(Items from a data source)
------------
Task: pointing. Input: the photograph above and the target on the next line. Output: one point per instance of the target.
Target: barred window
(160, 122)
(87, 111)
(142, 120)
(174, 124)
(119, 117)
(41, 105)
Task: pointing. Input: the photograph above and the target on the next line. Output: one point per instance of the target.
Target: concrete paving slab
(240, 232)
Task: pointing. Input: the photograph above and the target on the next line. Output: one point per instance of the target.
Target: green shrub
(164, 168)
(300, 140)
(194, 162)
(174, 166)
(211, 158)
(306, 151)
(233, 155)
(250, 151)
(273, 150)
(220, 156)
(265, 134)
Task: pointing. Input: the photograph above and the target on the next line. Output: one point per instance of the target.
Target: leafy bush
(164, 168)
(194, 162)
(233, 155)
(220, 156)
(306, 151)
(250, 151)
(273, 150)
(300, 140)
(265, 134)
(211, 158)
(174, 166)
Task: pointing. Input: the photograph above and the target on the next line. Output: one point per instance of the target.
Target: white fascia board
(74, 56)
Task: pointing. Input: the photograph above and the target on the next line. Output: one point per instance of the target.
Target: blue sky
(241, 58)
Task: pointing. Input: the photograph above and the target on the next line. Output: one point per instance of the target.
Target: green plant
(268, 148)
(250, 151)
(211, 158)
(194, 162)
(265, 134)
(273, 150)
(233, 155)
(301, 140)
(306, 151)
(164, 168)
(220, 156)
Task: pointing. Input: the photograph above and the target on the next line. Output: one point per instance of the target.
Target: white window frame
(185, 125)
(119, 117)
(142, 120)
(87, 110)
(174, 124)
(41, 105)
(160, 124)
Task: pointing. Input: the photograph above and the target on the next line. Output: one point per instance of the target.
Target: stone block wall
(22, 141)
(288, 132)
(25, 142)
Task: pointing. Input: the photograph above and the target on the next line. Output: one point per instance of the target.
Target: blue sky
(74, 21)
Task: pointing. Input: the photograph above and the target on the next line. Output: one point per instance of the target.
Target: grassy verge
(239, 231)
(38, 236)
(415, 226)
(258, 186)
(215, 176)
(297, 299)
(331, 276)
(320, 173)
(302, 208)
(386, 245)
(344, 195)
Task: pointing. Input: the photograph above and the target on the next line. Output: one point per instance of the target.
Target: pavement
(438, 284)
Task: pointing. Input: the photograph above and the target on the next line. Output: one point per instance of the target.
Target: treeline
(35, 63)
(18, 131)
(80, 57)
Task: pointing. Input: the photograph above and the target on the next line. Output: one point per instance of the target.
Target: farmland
------------
About this task: Repeat the data precisely, line by line.

Output:
Task: pointing. Input: the photograph above and the target on the next line. Output: one point per instance of the target.
Target: barred window
(160, 122)
(87, 111)
(142, 120)
(174, 124)
(119, 117)
(41, 105)
Task: pointing. Input: the photograph above and the target on the next line. Output: one point per instance of the target.
Target: concrete paving slab
(240, 232)
Task: pointing. Input: the photograph above and the target on the next line. Output: one point per instance of the target.
Target: green shrub
(164, 168)
(300, 140)
(194, 162)
(174, 166)
(211, 158)
(306, 151)
(233, 155)
(250, 151)
(273, 150)
(220, 156)
(265, 134)
Task: pointing. Input: the photograph above and the target on the next line. Output: one point per instance of the target.
Target: leafy bush
(164, 168)
(194, 162)
(233, 155)
(220, 156)
(306, 151)
(250, 151)
(273, 150)
(300, 140)
(265, 134)
(211, 158)
(174, 166)
Task: pointing. Input: the photograph above and the target on the next line. Output: one point per instance of the target.
Target: white fascia board
(74, 56)
Task: pointing. Input: the photograph above and the target on the next line. Output: one point per instance of the target.
Target: blue sky
(241, 58)
Task: pointing. Input: the photograph above and the target on the next line. Output: one point per instance of the target.
Target: green plant
(268, 148)
(250, 151)
(211, 158)
(194, 162)
(265, 134)
(273, 150)
(233, 155)
(301, 140)
(306, 151)
(164, 168)
(220, 156)
Task: pointing. Input: the photograph above and the target on the next line. Output: one point per instance of the target.
Target: white window frame
(185, 125)
(119, 117)
(142, 120)
(87, 110)
(174, 124)
(41, 105)
(160, 124)
Task: pointing. Input: the photograph above and the target on the next line. Output: one point per instance of the target.
Target: stone block wall
(22, 141)
(288, 132)
(25, 142)
Task: pointing. Input: the photograph above and the target on the next line. Output: one point per instance of the target.
Target: blue sky
(74, 21)
Task: pointing. Input: the photograph above and the target on the next line. Output: one point per instance of the target.
Target: grassy verge
(239, 231)
(38, 236)
(415, 226)
(258, 186)
(215, 176)
(297, 299)
(331, 276)
(320, 173)
(302, 208)
(386, 245)
(344, 195)
Task: pointing. Input: the photograph above and the target on the next line. Output: one point per instance of the target.
Target: pavement
(438, 284)
Task: pointing. Input: the photograph above and the target on the next line. Output: one point per instance of the target.
Target: treeline
(35, 63)
(18, 131)
(80, 57)
Task: pointing. Input: the photograph above and the target on the next line. Output: one point per instance of the target.
Target: farmland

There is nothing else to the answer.